*WORK TO DO*.
1. In the preferred stock passage below, why could having to pay cash to the Series A-1 holders harm the company and its common stockholders? Answer in one to three sentences.
2. Translate this sentence from the preferred stock passage below into Spanish: "On February 5, 2004, we completed an exchange transaction in which each outstanding share of redeemable Series A Convertible Preferred Stock was exchanged for one share of our new redeemable Series A-1 Convertible Preferred Stock."
3. Carry the preferred stock passage below forward from its final sentence.
:: SOURCE PASSAGE ::
On October 16, 2003, we completed a $50,000,000 private placement of 50,000 shares of our redeemable Series A Convertible Preferred Stock and received net proceeds of approximately $47,740,000. On February 5, 2004, we completed an exchange transaction in which each outstanding share of redeemable Series A Convertible Preferred Stock was exchanged for one share of our new redeemable Series A-1 Convertible Preferred Stock.
"If the holders of shares of redeemable Series A-1 Convertible Preferred Stock choose not to convert their shares, then, they will be entitled to require us to repurchase for cash all the shares of redeemable Series A-1 Convertible Preferred Stock held by them at a premium price if any of several redemption trigger events occurs. These redemption provisions, if triggered, would require us to redeem the then-issued and outstanding shares of our redeemable Series A-1 Convertible Preferred Stock for cash.
"Additionally, the Certificate of Designation for the redeemable Series A-1 Convertible Preferred Stock provides that the number of shares of our common stock issuable upon the conversion of shares of redeemable Series A-1 Convertible Preferred Stock is limited to 2,863,135 shares in the aggregate, notwithstanding that the holders of shares of redeemable Series A-1 Convertible Preferred Stock may otherwise be entitled to receive more shares of common stock upon conversion based on the applicable conversion price. If the number of shares of common stock issuable to the holders of shares of redeemable Series A-1 Convertible Preferred Stock upon conversion is limited in this manner, then we may be required by the holders of such shares to redeem for cash the number of shares of redeemable Series A-1 Convertible Preferred Stock that were not issuable upon conversion as a result of such limits on conversion. If we were required to pay cash to the holders of shares of our redeemable Series A-1 Convertible Preferred Stock for any reason, it could have a material impact on our liquidity, which may require us to obtain additional sources of cash to sustain operations and may negatively impact the holders of our common stock.
"Further, the holders of shares of our redeemable Series A-1 Convertible Preferred Stock will be entitled to receive a preferential distribution of our assets prior to any distribution to our holders of common stock upon a liquidation, dissolution, winding up or other change in control transaction in which we sell all or substantially all our assets or merge or consolidate or otherwise combine with another company or entity. Upon the occurrence of a liquidation event, the holders of redeemable Series A-1 Convertible Preferred Stock will be entitled to receive the greater of: -
the value of the shares of redeemable Series A-1 Convertible Preferred Stock held by them determined by multiplying the closing sale price of our common stock on the Nasdaq SmallCap Market on the date of the liquidation event by the number of shares of common stock into which the preferred shares could be converted at the time of the liquidation event; or
-
up to $50,000,000, the aggregate purchase price paid by the investors in our October 2003 redeemable Series A Convertible Preferred Stock private placement, plus eight percent of that amount less the amount of any dividends paid to the preferred stockholders in the calendar year in which the liquidation event occurs.
:::
:: SUPPLIED INFORMATION ::
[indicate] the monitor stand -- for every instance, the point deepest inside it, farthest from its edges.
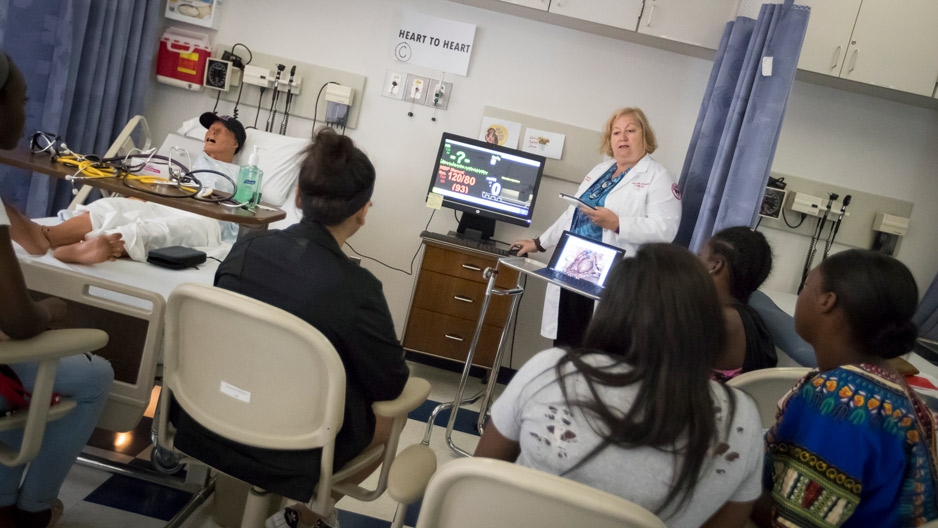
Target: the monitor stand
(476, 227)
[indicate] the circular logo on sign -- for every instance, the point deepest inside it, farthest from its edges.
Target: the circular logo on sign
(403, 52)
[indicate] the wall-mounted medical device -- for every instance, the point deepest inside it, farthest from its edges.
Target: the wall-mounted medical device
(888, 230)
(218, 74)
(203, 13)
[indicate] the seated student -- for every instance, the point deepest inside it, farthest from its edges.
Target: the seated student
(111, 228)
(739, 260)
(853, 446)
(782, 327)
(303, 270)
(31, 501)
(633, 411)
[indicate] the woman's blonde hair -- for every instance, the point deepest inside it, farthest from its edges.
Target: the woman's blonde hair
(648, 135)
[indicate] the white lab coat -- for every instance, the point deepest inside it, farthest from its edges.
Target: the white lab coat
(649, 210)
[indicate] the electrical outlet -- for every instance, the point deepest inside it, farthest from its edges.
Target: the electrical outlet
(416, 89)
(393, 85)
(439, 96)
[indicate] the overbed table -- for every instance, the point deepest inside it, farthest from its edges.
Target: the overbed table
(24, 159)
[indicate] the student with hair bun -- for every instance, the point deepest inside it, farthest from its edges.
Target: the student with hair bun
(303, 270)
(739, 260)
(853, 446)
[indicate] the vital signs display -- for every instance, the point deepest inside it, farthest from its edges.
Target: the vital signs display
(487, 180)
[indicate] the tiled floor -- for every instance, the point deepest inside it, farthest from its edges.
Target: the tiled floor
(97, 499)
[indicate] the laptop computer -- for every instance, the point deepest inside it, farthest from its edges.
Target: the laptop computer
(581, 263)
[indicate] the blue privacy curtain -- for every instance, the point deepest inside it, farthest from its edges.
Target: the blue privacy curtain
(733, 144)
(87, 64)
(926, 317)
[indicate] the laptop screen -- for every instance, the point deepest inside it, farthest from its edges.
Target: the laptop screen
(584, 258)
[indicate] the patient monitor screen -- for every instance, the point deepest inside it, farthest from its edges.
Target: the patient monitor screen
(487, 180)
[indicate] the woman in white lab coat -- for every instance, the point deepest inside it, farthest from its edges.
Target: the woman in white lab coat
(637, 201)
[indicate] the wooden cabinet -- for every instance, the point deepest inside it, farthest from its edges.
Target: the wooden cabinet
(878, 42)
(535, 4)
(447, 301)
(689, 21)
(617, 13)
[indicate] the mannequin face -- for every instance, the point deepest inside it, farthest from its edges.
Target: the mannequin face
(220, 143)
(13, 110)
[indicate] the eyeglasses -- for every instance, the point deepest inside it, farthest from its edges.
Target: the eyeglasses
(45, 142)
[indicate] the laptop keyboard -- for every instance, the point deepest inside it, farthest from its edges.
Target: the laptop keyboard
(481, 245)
:::
*THE RESPONSES*.
1. Paying cash to those holders could have a material impact on the company's liquidity. The company might then need additional sources of cash to sustain operations. That could negatively affect the holders of its common stock.

2. El 5 de febrero de 2004 completamos una operación de canje en la que cada acción en circulación de las acciones preferentes convertibles rescatables de la Serie A se canjeó por una acción de nuestras nuevas acciones preferentes convertibles rescatables de la Serie A-1.

3.
"Depending on the amount of assets we have available for distribution to stockholders upon a liquidation event when shares of redeemable Series A-1 Convertible Preferred Stock remain outstanding, we may be required to distribute all such assets or a portion of such assets that exceeds the preferred stockholders’ pro rata ownership of our common stock assuming full conversion of their preferred shares into common stock, which could eliminate or limit the assets available for distribution to our common stockholders. Our potential obligation to pay to the law firms representing us in our efforts to establish our intellectual property rights a contingent fee of 20 percent of the proceeds we receive from a sale of our company, subject to certain limitations, could also contribute to eliminating or limiting the assets available for distribution to our common stockholders."
CASH FLOWS FROM INVESTING ACTIVITIES
Comparing this quarter with the corresponding quarter of 2003, SCO
spent $350,000 investing in "non-marketable securities" in 2003,
presumably some kind of investment. They
neither bought nor sold any regular stock, which
would constitute "available-for-sale securities," I'm told.
In Q1 of 2004, the picture changes radically. No investment
in non-marketables, but $4 million spent buying stock, and $1.3 million
cash realized selling stock. A net cash drain. It raises the question, what stock was SCO buying and selling
that quarter?
Remember this is for Q1/04, *before* the buyback.
SCOSOURCE MONIES
It's good to keep clear that their definition of SCOsource includes monies from licenses for UNIX products and services, not just IP compliance licenses. Widespread reports that they realized $20,000 this last quarter from IP compliance licenses are probably accurate, because they had no UNIX license money this quarter, that we know of. The BBC, for example, reported the $20,000 as IP compliance license money: "By contrast SCO has only won $20,000 in licence payments for its disputed intellectual property." We all did, because Robert Bench in the teleconference said that was what it was: "Our first-quarter revenue was $11.4 million, primarily attributed to our UNIX products and services. Revenue from our SCOsource division relating to compliance licenses was $20,000. Our SCOsource initiatives are continuing as planned, and we expect SCOsource related revenue will gain traction this quarter and continue to increase momentum in future quarters." But when you look at the 10Q, you notice that the way they define SCOsource, it also means money from Unix licenses, such as the payments from MS and Sun:
"The Company’s SCOsource licensing revenue to date has been generated from license agreements to utilize the Company’s UNIX source code as well as from intellectual property compliance licenses. The Company recognizes revenue from SCOsource licensing agreements when a signed contract exists, the fee is fixed and determinable, collection of the receivable is probable and delivery has occurred. If the payment terms extend beyond the Company’s normal payment terms, revenue is recognized as the payments are received." This quarter, so far as we know, there was no UNIX licensing money, so likely it was compliance loot. But with SCO, it's worthwhile to look at every detail carefully.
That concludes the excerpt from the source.